● Texto del documento
============================================================

Muchos se indignan, se molestan, tienen cólera por lo incomprensible que resulta el acontecer político de cada día, y tienen razón por supuesto. Es una lógica reacción, frente a lo ilógico que nos sucede en este mundo de inexplicables decisiones ciudadanas expresadas mediante el voto en cada proceso electoral.
No nos gusta el alcalde del distrito, menos el de la provincia, no sabemos porqué votó la gente en forma tan dispersa para las elecciones regionales y cedió ante minúsculos grupos de última hora que pasaron “a segunda vuelta”, no entendemos que por unos pocos miles de votos, el país haya escogido un camino enredado, cuyo mejor augurio parece ser el abismo sin fin. Así de mal vemos lo que pasa en el Perú y seguimos aquí, esperando que los milagros sucedan, pero nadie eleva una oración constante para lograrlo.
Parecemos querer que las desgracias sigan pasando a nuestro costado y no nos toquen, parecemos sentir miedo de protestar, pero en la forma que se debe de hacer, sin detenernos, sino no es protesta. Tenemos un extrañísimo sentido del suicidio político, del suicidio financiero (por ejemplo, en las elecciones presidenciales, por ejemplo en el fin de millones de cuentas previsionales en las AFP, por ejemplo en la ausencia de una costumbre de protección aseguradora en salud y patrimonios), pero como no nos pasa nada o nos sucede menos de lo esperado, seguimos el vaivén de los acontecimientos y nos siguen robando el presente y condenando el futuro a todos.
Entonces viene el debate de las redes, de casa, de los amigos del zoom que cada vez son menos frecuentes que cuando descubrieron esas maravillosas herramientas de comunicación, porque ahora ya se reúnen en casa –no muchos, pero lo hacen-, porque circula en el aire una vergüenza silenciosa que no quiere que se sepa que no les va tan bien como al principio, cuando no se acababan los ahorros personales, la compensación por tiempo de servicios, la liquidación del trabajo donde te dijeron muchas gracias o el fondo acumulado en la AFP.
Y es que en todo eso –en especial el extinguir los ahorros como principal problema-, no pudimos echarle la culpa al verdadero responsable, que no fue el coronavirus ni la cuarentena, sino el gobierno de aquellos tiempos y después el desgobierno de hoy.
La absoluta incapacidad gubernamental de proponer y manejar medidas de acción inmediata en defensa del patrimonio financiero de las clases medias y los amplios sectores emprendedores fue notorio. ¿Pero como estábamos en cuarentena, no se podía protestar, ni marchar, ni gritar, ni indignarnos y decirlo en redes sociales o en ese zoom tan cargado de las noches? ¿No surgió nada desesperado?
No miremos para atrás Ricardo, dicen ahora. Pues bien, veamos hacia ahora, no al futuro, porque seguiremos ciegos si permitimos que nuestras libertades y que lo poco de democracia que aun subsiste, se siga hundiendo en el remolino de la manipulación política que se está ejerciendo con un sombrero, con la ropa de la primera dama, con un baile o cantando en una chacra. Con resentidos mensajes de carga violenta, con expresiones de enfrentar a los que hablan de una forma, con los que lo hacen de otra.
Aún estamos a tiempo, aún hay tiempo antes de un nuevo encierro, antes del capítulo final que será lento, de larga agonía, hiriendo más el alma de la nación.

============================================================

● Líneas de datos
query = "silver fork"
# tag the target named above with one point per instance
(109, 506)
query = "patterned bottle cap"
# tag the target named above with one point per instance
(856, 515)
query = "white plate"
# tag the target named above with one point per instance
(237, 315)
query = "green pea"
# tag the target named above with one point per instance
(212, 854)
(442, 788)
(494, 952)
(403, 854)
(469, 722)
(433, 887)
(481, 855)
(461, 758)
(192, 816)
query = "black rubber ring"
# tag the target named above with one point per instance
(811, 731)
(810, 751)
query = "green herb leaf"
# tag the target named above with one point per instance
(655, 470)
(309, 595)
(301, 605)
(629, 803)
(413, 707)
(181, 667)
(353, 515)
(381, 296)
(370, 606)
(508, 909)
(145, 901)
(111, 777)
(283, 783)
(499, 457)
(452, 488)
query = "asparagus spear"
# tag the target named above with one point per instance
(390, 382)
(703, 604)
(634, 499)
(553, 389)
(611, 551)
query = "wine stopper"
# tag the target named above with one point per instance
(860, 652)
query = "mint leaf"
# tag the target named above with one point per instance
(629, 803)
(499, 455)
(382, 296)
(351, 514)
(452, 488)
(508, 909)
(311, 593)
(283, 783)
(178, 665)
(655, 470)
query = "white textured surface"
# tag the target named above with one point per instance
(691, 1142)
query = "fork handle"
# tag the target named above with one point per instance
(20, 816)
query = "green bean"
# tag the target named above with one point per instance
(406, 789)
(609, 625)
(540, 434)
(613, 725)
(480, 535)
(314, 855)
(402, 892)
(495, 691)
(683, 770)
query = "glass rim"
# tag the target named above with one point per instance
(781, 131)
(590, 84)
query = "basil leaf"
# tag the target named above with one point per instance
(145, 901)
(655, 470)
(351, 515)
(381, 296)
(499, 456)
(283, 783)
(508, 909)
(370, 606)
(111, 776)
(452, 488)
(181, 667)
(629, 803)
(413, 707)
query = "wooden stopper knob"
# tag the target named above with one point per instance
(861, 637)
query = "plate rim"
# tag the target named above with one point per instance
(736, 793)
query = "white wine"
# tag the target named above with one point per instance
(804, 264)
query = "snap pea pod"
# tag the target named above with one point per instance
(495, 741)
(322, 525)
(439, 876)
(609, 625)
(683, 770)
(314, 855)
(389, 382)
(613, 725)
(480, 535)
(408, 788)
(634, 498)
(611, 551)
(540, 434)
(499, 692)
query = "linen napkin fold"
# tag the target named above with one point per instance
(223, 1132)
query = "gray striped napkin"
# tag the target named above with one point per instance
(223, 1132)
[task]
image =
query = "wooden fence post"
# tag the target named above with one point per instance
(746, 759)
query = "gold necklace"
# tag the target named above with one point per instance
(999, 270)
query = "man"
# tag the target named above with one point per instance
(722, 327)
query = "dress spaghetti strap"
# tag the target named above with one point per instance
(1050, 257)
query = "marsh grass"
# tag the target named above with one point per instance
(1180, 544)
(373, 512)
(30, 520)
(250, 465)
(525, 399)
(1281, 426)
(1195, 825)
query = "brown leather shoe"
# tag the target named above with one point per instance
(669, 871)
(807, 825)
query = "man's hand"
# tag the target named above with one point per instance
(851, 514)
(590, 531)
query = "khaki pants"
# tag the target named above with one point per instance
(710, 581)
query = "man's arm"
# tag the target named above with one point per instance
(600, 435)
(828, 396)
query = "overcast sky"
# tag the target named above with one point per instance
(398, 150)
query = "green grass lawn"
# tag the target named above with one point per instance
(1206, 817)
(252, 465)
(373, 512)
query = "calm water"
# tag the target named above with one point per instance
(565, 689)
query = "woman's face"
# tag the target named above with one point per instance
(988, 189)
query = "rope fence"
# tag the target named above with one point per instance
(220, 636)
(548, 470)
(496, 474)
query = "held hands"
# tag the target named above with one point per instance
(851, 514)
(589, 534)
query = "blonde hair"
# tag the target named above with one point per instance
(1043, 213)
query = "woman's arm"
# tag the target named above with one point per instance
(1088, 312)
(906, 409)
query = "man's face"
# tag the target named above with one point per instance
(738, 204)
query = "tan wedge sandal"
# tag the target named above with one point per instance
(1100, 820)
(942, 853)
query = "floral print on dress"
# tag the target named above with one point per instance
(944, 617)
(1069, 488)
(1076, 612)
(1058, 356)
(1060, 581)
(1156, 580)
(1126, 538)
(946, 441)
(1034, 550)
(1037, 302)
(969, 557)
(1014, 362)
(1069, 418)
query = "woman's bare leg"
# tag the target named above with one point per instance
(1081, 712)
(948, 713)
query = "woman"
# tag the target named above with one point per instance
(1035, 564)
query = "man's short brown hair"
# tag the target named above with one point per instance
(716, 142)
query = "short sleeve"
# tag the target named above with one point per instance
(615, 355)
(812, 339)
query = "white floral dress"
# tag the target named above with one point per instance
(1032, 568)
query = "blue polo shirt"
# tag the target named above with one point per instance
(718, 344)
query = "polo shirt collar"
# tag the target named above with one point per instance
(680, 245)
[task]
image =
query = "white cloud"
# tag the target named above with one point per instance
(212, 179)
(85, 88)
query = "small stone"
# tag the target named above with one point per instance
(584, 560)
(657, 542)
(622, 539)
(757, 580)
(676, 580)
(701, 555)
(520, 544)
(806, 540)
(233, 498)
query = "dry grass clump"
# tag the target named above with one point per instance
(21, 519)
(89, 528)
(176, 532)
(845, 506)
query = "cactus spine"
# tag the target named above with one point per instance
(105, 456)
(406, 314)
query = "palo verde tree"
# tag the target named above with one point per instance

============================================================

● Ejercicio 1
Reproduzca textualmente el pasaje del texto sobre la política peruana que comienza en las palabras "Parecemos querer que" y concluye después de las palabras "futuro a todos.".
● Ejercicio 2
Según el texto sobre la política peruana, ¿quién fue el verdadero responsable de que se extinguieran los ahorros?

● Respuesta 1
Parecemos querer que las desgracias sigan pasando a nuestro costado y no nos toquen, parecemos sentir miedo de protestar, pero en la forma que se debe de hacer, sin detenernos, sino no es protesta. Tenemos un extrañísimo sentido del suicidio político, del suicidio financiero (por ejemplo, en las elecciones presidenciales, por ejemplo en el fin de millones de cuentas previsionales en las AFP, por ejemplo en la ausencia de una costumbre de protección aseguradora en salud y patrimonios), pero como no nos pasa nada o nos sucede menos de lo esperado, seguimos el vaivén de los acontecimientos y nos siguen robando el presente y condenando el futuro a todos.

● Respuesta 2
El gobierno de aquellos tiempos y después el desgobierno de hoy, no el coronavirus ni la cuarentena.